• **TASK GOAL**:
Pick out the lines in the listing below that contain the word "wall" and copy them.

• **RECORDED DATA**:
== Segment start ==

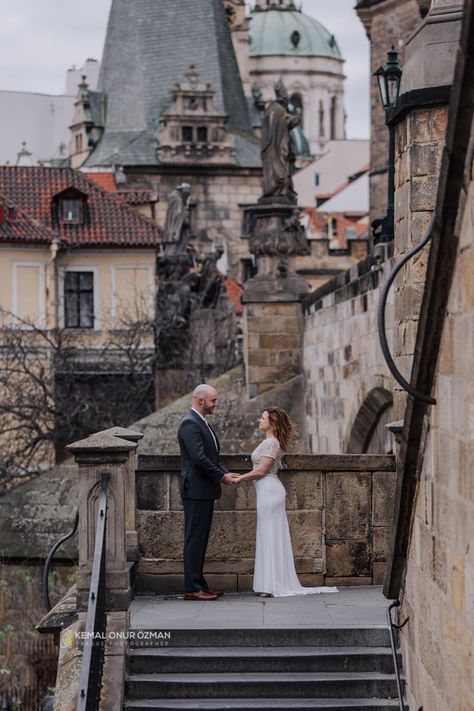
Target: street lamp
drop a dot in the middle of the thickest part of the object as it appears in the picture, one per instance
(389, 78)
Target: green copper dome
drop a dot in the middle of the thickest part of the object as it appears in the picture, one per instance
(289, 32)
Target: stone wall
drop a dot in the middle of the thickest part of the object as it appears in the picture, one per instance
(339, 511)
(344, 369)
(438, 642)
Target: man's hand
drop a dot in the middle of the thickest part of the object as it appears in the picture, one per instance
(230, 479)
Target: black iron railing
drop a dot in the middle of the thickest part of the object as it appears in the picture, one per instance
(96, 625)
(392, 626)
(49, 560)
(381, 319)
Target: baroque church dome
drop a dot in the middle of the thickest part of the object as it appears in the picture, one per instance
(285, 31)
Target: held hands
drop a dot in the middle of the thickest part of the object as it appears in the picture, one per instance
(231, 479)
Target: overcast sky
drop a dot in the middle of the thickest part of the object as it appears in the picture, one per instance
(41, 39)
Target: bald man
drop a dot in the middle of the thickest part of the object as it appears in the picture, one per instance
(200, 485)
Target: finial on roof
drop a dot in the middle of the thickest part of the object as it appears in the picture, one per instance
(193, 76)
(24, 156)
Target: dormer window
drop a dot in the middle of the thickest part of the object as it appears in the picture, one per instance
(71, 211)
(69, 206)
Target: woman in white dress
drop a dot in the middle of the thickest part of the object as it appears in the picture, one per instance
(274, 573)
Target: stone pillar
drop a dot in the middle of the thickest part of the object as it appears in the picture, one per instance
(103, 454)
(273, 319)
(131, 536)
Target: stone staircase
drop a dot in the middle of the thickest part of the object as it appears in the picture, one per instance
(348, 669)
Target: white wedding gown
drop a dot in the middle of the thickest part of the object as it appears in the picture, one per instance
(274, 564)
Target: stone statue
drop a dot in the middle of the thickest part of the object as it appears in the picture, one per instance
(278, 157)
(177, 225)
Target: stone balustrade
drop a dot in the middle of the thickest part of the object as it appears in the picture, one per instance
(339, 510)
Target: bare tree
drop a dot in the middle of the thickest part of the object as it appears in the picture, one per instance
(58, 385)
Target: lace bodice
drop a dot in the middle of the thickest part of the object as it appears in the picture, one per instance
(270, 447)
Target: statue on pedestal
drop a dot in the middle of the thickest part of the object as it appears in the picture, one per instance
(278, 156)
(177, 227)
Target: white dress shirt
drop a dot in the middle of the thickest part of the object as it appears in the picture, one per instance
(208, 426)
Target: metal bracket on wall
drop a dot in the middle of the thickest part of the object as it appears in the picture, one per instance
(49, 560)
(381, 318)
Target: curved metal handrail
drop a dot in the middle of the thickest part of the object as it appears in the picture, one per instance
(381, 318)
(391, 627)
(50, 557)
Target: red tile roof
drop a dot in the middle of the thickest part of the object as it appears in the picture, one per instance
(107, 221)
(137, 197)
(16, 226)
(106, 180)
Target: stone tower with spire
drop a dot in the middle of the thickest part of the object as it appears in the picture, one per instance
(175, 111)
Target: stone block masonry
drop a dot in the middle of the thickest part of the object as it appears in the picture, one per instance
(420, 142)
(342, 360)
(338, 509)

== Segment end ==
== Segment start ==

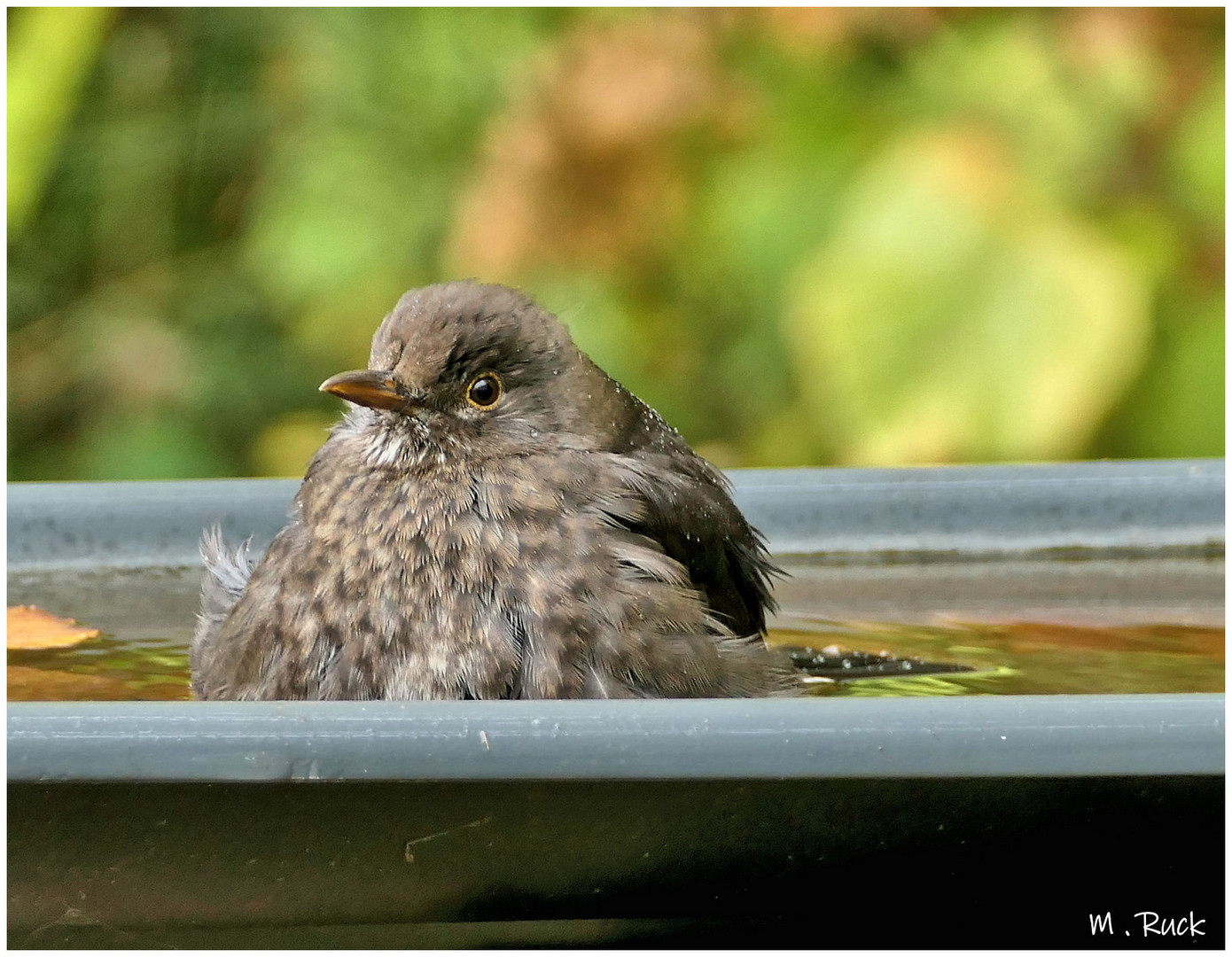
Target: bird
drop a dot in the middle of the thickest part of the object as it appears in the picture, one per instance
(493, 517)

== Segment end ==
== Segment start ==

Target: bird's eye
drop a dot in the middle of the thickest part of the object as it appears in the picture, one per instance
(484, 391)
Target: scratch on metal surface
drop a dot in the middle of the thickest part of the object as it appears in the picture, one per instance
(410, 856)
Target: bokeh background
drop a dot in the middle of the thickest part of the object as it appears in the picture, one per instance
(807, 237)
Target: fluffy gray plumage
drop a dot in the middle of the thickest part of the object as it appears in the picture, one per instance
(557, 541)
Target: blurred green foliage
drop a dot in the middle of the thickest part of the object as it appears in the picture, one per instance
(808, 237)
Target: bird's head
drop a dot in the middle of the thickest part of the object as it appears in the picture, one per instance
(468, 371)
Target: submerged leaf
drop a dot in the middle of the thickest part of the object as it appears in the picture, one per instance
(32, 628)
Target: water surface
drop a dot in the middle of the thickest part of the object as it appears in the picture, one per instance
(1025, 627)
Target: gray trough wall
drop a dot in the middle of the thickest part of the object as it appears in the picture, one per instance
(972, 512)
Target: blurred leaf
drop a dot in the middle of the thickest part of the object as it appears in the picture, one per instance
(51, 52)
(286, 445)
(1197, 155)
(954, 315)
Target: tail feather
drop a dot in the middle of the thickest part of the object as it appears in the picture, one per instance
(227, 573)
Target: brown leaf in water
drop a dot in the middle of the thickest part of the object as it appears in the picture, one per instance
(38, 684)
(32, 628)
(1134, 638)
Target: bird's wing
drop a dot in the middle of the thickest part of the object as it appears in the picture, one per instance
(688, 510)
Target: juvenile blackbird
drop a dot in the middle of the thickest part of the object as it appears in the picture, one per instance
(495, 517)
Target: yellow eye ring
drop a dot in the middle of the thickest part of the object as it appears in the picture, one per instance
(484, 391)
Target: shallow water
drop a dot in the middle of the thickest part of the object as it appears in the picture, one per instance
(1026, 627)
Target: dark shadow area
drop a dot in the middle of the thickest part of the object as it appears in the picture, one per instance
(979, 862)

== Segment end ==

• **EXERCISE RESPONSE**:
Target: stone wall
Target: metal bracket on wall
Target: gray trough wall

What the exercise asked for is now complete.